Copy out each line in the items below that contains the word "blue".

- - - - -

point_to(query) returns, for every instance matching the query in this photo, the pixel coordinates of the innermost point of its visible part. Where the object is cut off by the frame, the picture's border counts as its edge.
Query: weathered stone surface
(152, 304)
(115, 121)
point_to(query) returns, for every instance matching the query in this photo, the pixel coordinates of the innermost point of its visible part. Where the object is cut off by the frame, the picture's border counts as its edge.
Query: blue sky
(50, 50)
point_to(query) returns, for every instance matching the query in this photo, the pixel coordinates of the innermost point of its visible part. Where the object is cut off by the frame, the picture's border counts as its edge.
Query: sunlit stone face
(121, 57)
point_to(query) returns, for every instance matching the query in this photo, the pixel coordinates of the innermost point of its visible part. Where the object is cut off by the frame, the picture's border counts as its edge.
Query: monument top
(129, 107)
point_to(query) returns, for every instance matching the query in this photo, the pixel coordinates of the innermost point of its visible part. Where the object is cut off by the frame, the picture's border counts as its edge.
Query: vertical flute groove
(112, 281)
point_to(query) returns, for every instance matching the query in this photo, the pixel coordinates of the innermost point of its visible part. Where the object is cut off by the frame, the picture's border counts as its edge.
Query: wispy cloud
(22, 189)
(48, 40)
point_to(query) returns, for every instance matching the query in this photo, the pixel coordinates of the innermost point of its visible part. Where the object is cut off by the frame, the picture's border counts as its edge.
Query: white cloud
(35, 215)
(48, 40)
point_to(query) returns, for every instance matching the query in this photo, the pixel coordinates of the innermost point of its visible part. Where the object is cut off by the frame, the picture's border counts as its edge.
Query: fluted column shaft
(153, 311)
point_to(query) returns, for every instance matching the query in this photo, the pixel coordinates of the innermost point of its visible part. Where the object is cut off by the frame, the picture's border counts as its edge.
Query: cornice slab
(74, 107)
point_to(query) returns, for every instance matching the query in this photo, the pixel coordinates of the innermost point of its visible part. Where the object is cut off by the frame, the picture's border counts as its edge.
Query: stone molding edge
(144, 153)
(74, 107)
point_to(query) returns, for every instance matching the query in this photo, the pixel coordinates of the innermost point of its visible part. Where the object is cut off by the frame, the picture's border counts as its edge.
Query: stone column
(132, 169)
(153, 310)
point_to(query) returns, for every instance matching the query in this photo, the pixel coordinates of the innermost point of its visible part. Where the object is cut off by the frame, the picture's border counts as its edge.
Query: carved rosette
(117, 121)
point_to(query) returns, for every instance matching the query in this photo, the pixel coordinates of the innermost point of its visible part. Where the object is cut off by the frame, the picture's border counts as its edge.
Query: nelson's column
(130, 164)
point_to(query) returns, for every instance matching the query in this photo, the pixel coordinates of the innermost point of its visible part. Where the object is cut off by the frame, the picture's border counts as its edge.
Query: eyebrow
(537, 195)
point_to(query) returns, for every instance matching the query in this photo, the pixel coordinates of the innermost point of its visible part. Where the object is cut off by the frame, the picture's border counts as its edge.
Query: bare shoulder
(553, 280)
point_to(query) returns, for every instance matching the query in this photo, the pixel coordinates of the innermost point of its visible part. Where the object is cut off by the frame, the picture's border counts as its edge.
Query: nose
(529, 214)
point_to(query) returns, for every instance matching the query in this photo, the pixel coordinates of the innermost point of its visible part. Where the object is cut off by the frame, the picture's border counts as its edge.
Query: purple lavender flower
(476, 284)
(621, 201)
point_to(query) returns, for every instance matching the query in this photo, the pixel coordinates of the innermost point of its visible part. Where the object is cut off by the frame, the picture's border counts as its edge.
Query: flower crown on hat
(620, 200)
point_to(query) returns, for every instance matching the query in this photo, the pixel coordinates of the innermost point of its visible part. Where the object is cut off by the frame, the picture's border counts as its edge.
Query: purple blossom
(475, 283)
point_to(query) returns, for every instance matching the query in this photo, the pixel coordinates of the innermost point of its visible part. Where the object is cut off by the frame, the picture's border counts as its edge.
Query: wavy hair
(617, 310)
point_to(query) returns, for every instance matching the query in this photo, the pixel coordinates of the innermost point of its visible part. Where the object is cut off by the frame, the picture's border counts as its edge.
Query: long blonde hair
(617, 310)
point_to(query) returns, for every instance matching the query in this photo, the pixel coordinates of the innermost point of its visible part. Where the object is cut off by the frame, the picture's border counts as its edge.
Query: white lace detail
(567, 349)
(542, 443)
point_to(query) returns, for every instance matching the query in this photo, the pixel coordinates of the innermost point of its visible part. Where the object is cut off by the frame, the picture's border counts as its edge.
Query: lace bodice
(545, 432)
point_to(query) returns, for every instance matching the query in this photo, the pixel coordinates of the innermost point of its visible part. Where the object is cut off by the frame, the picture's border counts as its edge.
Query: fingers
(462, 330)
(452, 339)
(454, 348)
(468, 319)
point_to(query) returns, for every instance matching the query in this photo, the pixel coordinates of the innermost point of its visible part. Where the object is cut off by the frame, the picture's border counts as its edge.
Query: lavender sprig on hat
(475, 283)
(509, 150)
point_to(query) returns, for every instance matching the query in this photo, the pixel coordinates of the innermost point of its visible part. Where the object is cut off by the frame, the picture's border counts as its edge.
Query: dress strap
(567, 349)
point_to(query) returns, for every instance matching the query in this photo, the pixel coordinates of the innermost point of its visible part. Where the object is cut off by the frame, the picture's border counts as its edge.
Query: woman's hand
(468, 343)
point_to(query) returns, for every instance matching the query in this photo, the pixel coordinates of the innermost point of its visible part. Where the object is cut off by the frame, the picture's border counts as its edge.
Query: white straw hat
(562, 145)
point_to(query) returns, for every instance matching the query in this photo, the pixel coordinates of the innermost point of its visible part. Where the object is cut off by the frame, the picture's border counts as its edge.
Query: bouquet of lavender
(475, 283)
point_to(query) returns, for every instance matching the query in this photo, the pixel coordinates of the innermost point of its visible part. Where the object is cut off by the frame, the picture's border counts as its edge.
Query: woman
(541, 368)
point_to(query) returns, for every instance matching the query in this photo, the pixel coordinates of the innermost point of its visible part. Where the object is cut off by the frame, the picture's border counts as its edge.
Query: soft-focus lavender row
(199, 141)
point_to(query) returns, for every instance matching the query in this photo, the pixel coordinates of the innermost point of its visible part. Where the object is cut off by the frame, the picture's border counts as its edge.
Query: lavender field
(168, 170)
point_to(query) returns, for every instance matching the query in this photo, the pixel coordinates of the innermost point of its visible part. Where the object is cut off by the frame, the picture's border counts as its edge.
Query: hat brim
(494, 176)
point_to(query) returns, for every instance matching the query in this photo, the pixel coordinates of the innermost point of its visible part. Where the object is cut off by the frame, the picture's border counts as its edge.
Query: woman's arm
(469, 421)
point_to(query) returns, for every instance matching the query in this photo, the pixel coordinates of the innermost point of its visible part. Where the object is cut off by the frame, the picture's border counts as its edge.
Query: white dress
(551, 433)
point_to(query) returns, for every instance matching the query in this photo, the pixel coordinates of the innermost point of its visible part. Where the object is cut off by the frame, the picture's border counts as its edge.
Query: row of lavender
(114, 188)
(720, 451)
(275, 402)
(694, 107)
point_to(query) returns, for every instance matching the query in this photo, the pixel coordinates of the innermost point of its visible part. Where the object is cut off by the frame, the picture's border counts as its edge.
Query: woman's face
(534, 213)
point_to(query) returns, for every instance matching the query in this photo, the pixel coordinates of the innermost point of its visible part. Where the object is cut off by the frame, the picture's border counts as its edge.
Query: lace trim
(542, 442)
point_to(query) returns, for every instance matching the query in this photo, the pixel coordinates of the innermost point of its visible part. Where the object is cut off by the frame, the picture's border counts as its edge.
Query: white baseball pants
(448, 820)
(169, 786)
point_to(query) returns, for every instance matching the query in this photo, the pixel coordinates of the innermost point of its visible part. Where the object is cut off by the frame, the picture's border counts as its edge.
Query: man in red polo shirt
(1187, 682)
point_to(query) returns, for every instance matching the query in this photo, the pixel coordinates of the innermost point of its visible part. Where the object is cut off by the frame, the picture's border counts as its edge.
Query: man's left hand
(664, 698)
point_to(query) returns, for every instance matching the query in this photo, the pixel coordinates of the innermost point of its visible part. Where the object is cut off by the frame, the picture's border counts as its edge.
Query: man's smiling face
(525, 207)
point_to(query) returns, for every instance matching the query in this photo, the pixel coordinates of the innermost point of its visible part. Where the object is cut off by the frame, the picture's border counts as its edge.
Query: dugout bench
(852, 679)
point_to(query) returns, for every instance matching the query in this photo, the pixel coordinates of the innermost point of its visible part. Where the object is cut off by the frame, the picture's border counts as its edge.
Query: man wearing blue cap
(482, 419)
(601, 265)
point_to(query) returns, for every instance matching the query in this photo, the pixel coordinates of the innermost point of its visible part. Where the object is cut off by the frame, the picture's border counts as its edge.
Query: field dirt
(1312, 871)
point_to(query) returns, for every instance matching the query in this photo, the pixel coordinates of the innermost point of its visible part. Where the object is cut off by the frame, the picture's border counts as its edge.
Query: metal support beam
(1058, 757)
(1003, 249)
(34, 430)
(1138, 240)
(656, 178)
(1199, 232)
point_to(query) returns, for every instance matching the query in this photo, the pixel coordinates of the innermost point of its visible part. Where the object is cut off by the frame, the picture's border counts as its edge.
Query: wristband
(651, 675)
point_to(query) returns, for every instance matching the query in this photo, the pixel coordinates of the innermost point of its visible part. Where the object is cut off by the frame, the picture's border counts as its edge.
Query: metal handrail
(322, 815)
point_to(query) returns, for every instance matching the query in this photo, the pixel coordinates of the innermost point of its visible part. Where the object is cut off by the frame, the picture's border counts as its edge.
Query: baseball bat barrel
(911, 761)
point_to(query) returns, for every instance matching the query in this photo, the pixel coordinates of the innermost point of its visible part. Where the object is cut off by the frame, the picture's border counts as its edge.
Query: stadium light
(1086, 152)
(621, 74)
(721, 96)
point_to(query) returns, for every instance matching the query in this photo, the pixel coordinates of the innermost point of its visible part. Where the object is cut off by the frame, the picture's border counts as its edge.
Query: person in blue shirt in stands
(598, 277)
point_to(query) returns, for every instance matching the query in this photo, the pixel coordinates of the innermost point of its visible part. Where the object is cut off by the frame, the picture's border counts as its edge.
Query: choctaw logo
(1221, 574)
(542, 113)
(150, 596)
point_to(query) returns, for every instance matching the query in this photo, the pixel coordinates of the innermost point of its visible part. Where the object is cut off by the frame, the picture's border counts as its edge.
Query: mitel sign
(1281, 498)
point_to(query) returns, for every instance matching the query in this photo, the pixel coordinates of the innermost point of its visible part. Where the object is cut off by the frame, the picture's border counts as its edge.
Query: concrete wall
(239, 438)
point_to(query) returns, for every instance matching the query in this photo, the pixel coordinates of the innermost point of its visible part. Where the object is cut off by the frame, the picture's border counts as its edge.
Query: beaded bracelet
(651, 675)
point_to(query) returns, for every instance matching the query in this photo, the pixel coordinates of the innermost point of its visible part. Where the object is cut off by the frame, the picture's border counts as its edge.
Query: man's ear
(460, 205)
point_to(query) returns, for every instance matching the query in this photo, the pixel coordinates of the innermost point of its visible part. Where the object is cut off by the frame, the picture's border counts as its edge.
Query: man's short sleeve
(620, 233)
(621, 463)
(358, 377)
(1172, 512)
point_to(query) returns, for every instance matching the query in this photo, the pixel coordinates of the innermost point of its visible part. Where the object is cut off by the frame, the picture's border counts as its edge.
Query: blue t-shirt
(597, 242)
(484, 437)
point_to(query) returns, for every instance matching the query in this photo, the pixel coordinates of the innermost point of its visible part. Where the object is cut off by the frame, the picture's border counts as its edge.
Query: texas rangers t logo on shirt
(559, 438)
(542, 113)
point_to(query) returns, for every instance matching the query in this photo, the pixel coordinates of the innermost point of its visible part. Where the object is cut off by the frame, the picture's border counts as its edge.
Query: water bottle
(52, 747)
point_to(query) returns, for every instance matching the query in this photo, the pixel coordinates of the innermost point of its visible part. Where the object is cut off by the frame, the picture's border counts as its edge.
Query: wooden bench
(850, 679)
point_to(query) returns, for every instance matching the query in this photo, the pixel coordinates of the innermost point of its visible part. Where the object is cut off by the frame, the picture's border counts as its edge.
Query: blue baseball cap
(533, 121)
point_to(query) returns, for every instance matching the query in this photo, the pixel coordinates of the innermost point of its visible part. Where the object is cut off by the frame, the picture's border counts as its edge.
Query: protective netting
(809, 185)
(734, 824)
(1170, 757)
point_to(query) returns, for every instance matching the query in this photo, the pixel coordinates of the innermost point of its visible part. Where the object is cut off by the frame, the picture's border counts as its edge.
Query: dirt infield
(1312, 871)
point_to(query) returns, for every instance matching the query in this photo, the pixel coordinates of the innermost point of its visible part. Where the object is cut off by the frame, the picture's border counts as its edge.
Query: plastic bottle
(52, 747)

- - - - -

◆ **ANSWER BELOW**:
Query: blue sky
Query: man wearing blue cap
Query: person in blue shirt in stands
Query: blue t-shirt
Query: blue baseball cap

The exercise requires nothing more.